▶ _TEXTO MOSTRADO_
------

Anjelica Huston and Martin Landau in Crimes and Misdemeanors (1989) |
En Edipo Rey, el primero que viola la Ley no es el hijo, sino el padre. Layo pretende matar al hijo porque de lo contrario su destino sería morir asesinado a manos de su hijo. Esta es la matriz filicida del parricidio de Edipo. En primer plano no se encuentra la transmisión del sentimiento de vida de una generación a la siguiente, sino la inmovilidad, la petrificación de un sentimiento de muerte. Algo quiebra para siempre la entrega generativa de la herencia: el infanticidio del padre se invierte especularmente en el parricidio del hijo.

------

▶ _INFORMACIÓN MOSTRADA_

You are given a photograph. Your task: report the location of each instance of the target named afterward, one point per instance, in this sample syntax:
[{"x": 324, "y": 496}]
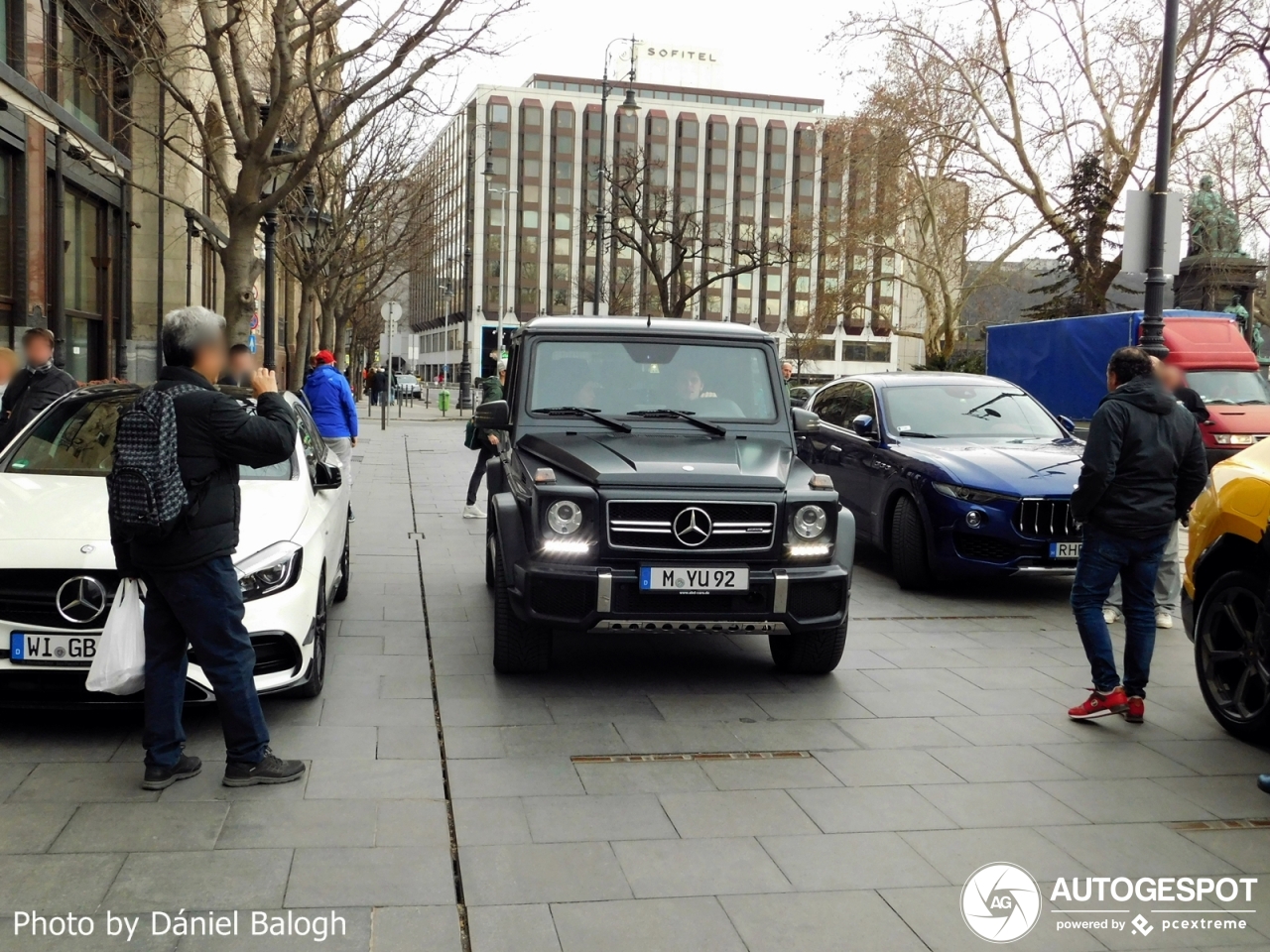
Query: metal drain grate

------

▶ _TAREAS POR REALIZAR_
1 > Reproduce del texto sobre Edipo Rey todo lo que va desde "Anjelica Huston and" hasta "parricidio del hijo.".
2 > Indica por qué pretende Layo matar a su hijo según el texto sobre Edipo Rey.

▶ _EJERCICIO RESUELTO_
1 >
Anjelica Huston and Martin Landau in Crimes and Misdemeanors (1989) |
En Edipo Rey, el primero que viola la Ley no es el hijo, sino el padre. Layo pretende matar al hijo porque de lo contrario su destino sería morir asesinado a manos de su hijo. Esta es la matriz filicida del parricidio de Edipo. En primer plano no se encuentra la transmisión del sentimiento de vida de una generación a la siguiente, sino la inmovilidad, la petrificación de un sentimiento de muerte. Algo quiebra para siempre la entrega generativa de la herencia: el infanticidio del padre se invierte especularmente en el parricidio del hijo.

2 > Porque de lo contrario su destino sería morir asesinado a manos de su hijo.